---------- Given records ----------

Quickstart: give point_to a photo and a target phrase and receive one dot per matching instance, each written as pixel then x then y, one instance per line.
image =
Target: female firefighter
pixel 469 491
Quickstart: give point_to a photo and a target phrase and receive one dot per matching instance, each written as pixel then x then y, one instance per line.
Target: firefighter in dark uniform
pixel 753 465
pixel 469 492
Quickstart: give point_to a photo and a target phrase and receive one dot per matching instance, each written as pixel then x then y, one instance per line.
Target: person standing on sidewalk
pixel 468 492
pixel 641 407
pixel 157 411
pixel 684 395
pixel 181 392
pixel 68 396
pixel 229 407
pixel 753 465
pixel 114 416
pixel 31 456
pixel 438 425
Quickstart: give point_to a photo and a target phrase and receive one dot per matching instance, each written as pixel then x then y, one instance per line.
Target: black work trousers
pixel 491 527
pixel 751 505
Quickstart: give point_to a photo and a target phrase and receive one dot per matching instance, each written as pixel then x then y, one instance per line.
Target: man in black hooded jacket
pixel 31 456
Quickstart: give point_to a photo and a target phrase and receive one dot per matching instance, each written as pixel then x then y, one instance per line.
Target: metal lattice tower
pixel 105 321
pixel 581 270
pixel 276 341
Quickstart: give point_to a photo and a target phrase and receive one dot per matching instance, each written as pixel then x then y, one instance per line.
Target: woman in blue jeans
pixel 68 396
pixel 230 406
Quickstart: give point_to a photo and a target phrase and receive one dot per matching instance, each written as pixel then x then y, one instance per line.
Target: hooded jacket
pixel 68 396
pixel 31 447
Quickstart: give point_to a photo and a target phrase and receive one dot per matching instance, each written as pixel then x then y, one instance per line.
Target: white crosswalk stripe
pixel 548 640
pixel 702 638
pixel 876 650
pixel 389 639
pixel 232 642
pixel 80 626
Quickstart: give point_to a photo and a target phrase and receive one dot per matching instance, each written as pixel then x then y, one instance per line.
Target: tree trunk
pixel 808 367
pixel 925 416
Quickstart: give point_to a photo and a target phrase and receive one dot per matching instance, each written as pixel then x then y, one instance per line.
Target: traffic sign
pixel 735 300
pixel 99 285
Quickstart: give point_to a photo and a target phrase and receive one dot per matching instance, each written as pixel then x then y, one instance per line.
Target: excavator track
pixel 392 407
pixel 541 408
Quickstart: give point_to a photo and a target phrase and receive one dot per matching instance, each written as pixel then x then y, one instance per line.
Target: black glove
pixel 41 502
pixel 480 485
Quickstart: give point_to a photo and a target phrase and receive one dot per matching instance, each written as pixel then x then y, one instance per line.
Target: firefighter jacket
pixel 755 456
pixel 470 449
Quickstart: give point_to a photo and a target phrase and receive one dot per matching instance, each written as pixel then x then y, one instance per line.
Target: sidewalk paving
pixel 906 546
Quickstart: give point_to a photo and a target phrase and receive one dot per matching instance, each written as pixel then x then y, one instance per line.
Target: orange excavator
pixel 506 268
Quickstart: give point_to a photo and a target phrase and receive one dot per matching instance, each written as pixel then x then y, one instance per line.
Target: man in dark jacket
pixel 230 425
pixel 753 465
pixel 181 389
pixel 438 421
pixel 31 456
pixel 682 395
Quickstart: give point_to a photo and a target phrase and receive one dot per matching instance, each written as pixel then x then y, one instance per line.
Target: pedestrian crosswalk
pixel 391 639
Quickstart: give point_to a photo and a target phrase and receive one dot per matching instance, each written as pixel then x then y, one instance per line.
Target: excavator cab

----------

Instruction: Rewrite the records from the first line through the line containing "pixel 469 491", inclusive, with "target phrase" replaced by "target description" and everything else left as it is.

Worked answer:
Quickstart: give point_to a photo and a target description and receive one dot per matching instance, each written as pixel then x then y, one instance per line.
image =
Target: female firefighter
pixel 469 491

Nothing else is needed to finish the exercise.